* [READING TEXT]
===============
According to the ideal gas state equation, the relationship between the adiabatic bulk modulus, density, temperature, and pressure, as well as compressibility coefficient of gases, can be derived (Batzle and Wang 1992; Li, 2006):

$V=\frac{ZR{T}_a}{P},(4)$

where p is the pressure, MPa; V is the molar volume, the value between 0 and 1; R is the gas constant, dimensionless; T_a is the absolute temperature, K; and Z is the gas compression factor.

The volume of the natural gas under the surface condition V_gs can be obtained from the volume of the natural gas under the formation condition V_gf from Eq. 4:

$V_{gs}=\frac{T_s{P}_{gf}{V}_{gf}}{z_f{T}_f{P}_{gs}},(5)$

where T_s is the surface temperature, K; P_gf is the formation pressure, which is the pressure acting on the fluid in the rock pores, MPa; T_f is the formation temperature, which is converted from the surface temperature and the ground temperature gradient, K; Z_f is the compression factor of the natural gas at the well bottom, zero dimension; and P_gs is the surface pressure, MPa.
===============
* [DATA PROVIDED]

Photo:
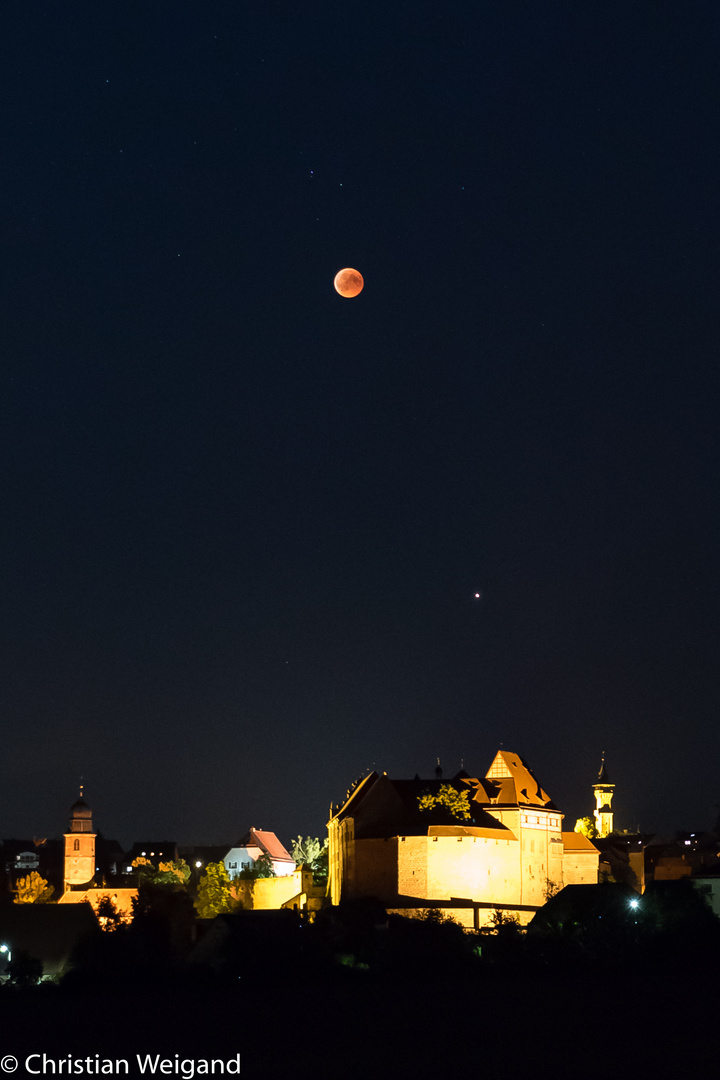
===============
* [WHAT YOU SHOULD DO] Rewrite the passage on gas volume equations, starting with "where T_s is" and going on through "surface pressure, MPa.", and put "reservoir temperature" in place of "formation temperature".

* [ANSWER FOR THE TASK]
where T_s is the surface temperature, K; P_gf is the formation pressure, which is the pressure acting on the fluid in the rock pores, MPa; T_f is the reservoir temperature, which is converted from the surface temperature and the ground temperature gradient, K; Z_f is the compression factor of the natural gas at the well bottom, zero dimension; and P_gs is the surface pressure, MPa.